─── Records for this exercise
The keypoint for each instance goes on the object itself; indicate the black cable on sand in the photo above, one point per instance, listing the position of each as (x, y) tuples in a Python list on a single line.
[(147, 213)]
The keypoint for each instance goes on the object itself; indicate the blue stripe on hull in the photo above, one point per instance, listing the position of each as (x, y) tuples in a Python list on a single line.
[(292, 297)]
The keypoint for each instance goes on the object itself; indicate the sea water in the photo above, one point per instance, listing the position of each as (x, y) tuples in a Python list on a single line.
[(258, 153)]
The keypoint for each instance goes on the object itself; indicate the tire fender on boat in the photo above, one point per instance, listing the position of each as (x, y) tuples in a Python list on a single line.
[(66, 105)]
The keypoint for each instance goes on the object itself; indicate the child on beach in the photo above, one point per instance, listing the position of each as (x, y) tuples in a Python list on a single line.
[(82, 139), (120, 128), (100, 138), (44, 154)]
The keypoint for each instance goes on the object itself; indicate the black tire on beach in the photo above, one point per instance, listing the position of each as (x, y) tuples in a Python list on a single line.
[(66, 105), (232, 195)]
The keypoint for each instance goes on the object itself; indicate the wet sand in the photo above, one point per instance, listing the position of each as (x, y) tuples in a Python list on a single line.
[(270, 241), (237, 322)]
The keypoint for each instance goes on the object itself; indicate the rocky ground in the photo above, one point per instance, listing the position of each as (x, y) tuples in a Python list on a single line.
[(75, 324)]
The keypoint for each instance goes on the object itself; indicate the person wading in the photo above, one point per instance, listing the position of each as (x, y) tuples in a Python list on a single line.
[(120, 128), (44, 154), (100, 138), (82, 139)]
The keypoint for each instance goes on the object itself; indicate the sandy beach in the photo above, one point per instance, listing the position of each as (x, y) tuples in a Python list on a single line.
──────
- Task details: Nothing in the records may change; output all of them exactly.

- Your solution:
The keypoint for each instance goes on the object itself; indicate the black cable on sand in the photo above, one point per instance, listing the position of each as (x, y) tuples in a Python list on a single line.
[(147, 213)]
The keypoint for each instance goes on the object itself; indicate the blue stripe on hull in the photo above, one point per instance, listing the position of each as (x, y) tuples in a Python list on a single line.
[(292, 297)]
The keypoint for each instance goes on the object itself; indicate the sea water in the photo above, one point per instance, listing the position of each as (x, y) tuples in a Python list on a single line.
[(258, 153)]
The keypoint for each instance goes on the object itself; indicate the tire fender on boat in the photo above, one point per instance, listing the position of each as (x, y) tuples in a Python list on a single line.
[(66, 105)]
The keypoint for each instance goes on the object itself; indicate the child on beach in the photo above, one point per instance, listing the position of each as (x, y) tuples in a Python list on a single line.
[(82, 139), (120, 128), (100, 138), (44, 154)]
The keypoint for each instance goes on the object itself; indicate the black tire on beach in the photo above, one point per instance, listing the position of each as (x, y) tuples in a Python list on a single line.
[(66, 105), (232, 195)]
The keypoint for each instance goes on the object itself; indicate the wet sand in the photo above, one point per instance, listing the position of each as (x, y) tuples in a Python list on a single line.
[(270, 241), (237, 322)]
The keypoint for each instance goes on the object itself; indicate the rocky ground in the photo above, one point per instance, listing the position of each as (x, y) tuples in a Python list on a single line.
[(75, 324)]
The keypoint for each instance goes on the object itself; indicate the person wading in the photo above, one point per instance, listing the position of each as (x, y) tuples in a Python list on a single line.
[(120, 128), (44, 154), (100, 138), (82, 139)]
The keypoint for each instance goes on the object itself; indicate the sandy beach in the photo above, one point per instance, listing the position of each as (x, y) tuples in a Python list on a single line.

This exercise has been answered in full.